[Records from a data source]
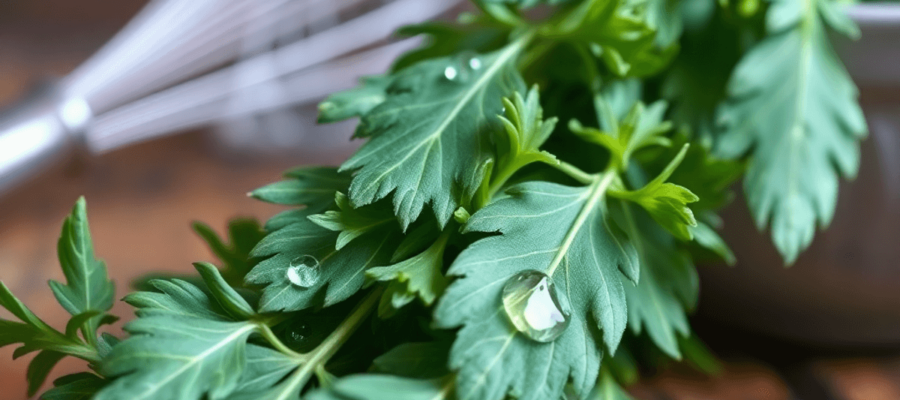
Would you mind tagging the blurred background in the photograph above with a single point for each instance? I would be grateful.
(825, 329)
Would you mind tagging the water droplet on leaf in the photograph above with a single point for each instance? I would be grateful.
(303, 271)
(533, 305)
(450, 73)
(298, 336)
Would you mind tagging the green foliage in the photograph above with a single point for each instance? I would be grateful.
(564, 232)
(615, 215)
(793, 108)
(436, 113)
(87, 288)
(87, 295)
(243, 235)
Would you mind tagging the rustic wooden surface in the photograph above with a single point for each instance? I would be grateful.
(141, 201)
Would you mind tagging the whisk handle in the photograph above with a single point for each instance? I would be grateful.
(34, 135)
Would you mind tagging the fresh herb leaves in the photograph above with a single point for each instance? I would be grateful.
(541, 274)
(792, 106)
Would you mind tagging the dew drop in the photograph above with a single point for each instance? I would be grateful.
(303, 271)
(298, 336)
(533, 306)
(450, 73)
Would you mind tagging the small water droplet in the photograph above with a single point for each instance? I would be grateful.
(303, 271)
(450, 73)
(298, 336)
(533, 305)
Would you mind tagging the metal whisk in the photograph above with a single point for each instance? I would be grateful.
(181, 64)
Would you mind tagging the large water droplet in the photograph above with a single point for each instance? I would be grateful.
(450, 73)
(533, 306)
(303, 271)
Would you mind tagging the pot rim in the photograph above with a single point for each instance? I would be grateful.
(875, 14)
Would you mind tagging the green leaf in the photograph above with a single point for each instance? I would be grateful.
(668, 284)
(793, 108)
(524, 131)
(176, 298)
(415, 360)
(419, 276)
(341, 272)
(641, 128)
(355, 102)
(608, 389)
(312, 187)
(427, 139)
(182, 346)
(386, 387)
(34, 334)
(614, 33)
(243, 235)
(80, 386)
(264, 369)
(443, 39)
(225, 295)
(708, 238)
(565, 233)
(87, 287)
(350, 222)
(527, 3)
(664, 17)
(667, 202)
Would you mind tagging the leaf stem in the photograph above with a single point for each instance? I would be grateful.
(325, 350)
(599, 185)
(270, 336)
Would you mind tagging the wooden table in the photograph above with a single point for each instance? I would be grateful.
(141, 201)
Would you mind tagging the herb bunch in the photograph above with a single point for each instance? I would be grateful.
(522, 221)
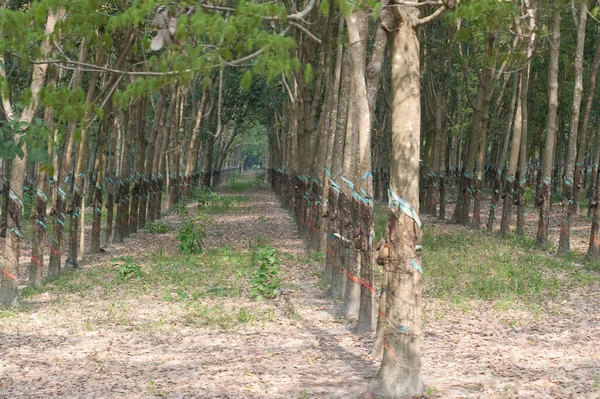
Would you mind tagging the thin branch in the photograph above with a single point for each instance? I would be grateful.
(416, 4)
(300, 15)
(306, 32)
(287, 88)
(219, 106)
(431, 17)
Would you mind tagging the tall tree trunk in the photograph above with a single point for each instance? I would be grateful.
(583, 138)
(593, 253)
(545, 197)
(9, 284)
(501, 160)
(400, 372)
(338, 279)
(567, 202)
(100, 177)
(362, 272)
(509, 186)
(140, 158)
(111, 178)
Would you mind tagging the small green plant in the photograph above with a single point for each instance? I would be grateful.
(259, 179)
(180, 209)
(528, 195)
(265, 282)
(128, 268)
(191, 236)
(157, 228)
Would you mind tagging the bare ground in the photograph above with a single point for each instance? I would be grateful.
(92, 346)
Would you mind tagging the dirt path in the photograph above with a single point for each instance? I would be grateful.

* Problem details *
Apart from the pictures, all of the data should be repeated exactly.

* Task response *
Would you mind tagging the blurred background in the photograph above with a single point for each instance? I would be grateful.
(825, 329)
Would you mind tagging the water droplet on leaf in the photograph above with a single point for each instance? I would be grateful.
(303, 271)
(533, 305)
(450, 73)
(298, 336)
Would you mind tagging the green foliage in the photograph above with a single point for each instance? I would be grateful.
(564, 232)
(615, 215)
(793, 108)
(436, 113)
(87, 288)
(87, 295)
(243, 235)
Would you mind tagging the rustic wooden surface in the photograph above with a single point for each instance? I would be grateful.
(141, 201)
Would you mind tagging the whisk handle in the photograph above with a single point for each instance? I would be grateful.
(34, 135)
Would you mind tagging the fresh herb leaves in the photograph above with a single point for each instance? I would be grateful.
(541, 274)
(792, 106)
Would you mind tagging the dew drop in the photograph above with a single point for each instance? I would be grateful.
(303, 271)
(298, 336)
(533, 306)
(450, 73)
Would you mind tagging the small water droplet in the photograph above with a single point for each instance? I would be grateful.
(303, 271)
(450, 73)
(298, 336)
(533, 305)
Would you mind tagging the metal whisk in the photograph above with a single point for each instance? I would be grateful.
(181, 64)
Would you mind tagging the large water droplet in the photograph above with a single point for each instance? I would be grateful.
(450, 73)
(533, 306)
(303, 271)
Would you mind tagging the pot rim in the photograph above with a single point for each instance? I would be grateful.
(875, 14)
Would you mind tagging the green leaf in the photograph above with a single point for each instance? I would be grateful.
(668, 284)
(793, 108)
(524, 131)
(176, 298)
(415, 360)
(419, 276)
(341, 272)
(641, 128)
(355, 102)
(608, 389)
(312, 187)
(427, 139)
(182, 346)
(386, 387)
(34, 334)
(614, 33)
(243, 235)
(80, 386)
(264, 369)
(443, 39)
(225, 295)
(708, 238)
(565, 233)
(87, 287)
(350, 222)
(527, 3)
(664, 17)
(667, 202)
Would you mind tagging the leaf stem in the photograph above with a single point for each instance? I would be grateful.
(325, 350)
(599, 185)
(270, 336)
Would you mind tagging the wooden table in the photograph above with a single point for each instance? I would be grateful.
(141, 201)
Would you mind tagging the herb bunch in the photograph above with a single point for each instance? I would be grateful.
(522, 221)
Would you mind tagging the thin branch in the photograph above with a single point for each instance? I would be grateful.
(416, 4)
(300, 15)
(306, 32)
(287, 88)
(219, 106)
(431, 17)
Would you mind tagging the tall tree trunk in the photograph above with a single point for each instance? I would be grateful.
(583, 138)
(593, 253)
(545, 197)
(9, 284)
(501, 160)
(400, 372)
(338, 279)
(567, 202)
(100, 177)
(362, 272)
(509, 186)
(140, 158)
(111, 178)
Would you mind tagging the small green plant in the photograph above with a single point for each instance? I would be grateful.
(259, 179)
(180, 209)
(528, 195)
(265, 282)
(128, 268)
(191, 236)
(157, 228)
Would you mind tagging the bare ground in the photograph above with a single point for each instance? I would be grateful.
(92, 346)
Would you mind tagging the dirt path in the photograph above with a single point for each instance? I would be grateful.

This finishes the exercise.